* Begin SUPPLIED RECORDS *

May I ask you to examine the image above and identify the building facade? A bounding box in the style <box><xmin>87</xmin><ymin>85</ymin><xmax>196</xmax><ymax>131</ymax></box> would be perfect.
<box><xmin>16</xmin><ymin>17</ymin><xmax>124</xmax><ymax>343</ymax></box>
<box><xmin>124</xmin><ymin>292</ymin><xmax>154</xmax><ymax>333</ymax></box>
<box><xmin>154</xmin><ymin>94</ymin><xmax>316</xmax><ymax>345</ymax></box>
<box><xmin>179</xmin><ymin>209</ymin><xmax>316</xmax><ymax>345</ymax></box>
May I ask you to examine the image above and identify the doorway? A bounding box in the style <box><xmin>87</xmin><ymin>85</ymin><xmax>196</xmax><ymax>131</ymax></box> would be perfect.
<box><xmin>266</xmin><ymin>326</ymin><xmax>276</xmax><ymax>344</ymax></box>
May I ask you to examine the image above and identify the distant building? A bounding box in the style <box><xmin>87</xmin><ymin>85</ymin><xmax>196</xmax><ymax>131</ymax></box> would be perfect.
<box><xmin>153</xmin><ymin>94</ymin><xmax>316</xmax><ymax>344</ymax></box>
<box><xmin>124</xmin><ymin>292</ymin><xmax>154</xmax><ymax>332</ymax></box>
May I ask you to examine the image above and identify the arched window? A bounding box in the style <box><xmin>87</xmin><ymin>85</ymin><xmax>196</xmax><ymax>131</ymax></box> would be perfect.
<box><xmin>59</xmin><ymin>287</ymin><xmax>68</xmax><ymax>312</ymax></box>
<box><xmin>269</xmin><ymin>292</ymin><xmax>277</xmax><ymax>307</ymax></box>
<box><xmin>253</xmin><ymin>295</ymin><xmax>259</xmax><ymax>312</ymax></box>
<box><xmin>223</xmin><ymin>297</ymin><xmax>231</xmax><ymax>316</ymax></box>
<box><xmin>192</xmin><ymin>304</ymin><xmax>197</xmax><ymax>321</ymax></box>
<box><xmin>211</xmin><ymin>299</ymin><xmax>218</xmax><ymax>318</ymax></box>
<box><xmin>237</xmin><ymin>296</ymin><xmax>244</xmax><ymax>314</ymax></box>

* End SUPPLIED RECORDS *

## EXERCISE DESCRIPTION
Display each line of the records above that contains the word "window", treating uppercase and lowercase as distinct.

## SOLUTION FOR THIS EXERCISE
May I ask you to examine the image above and identify the arched window? A bounding box in the style <box><xmin>87</xmin><ymin>85</ymin><xmax>196</xmax><ymax>131</ymax></box> would be perfect.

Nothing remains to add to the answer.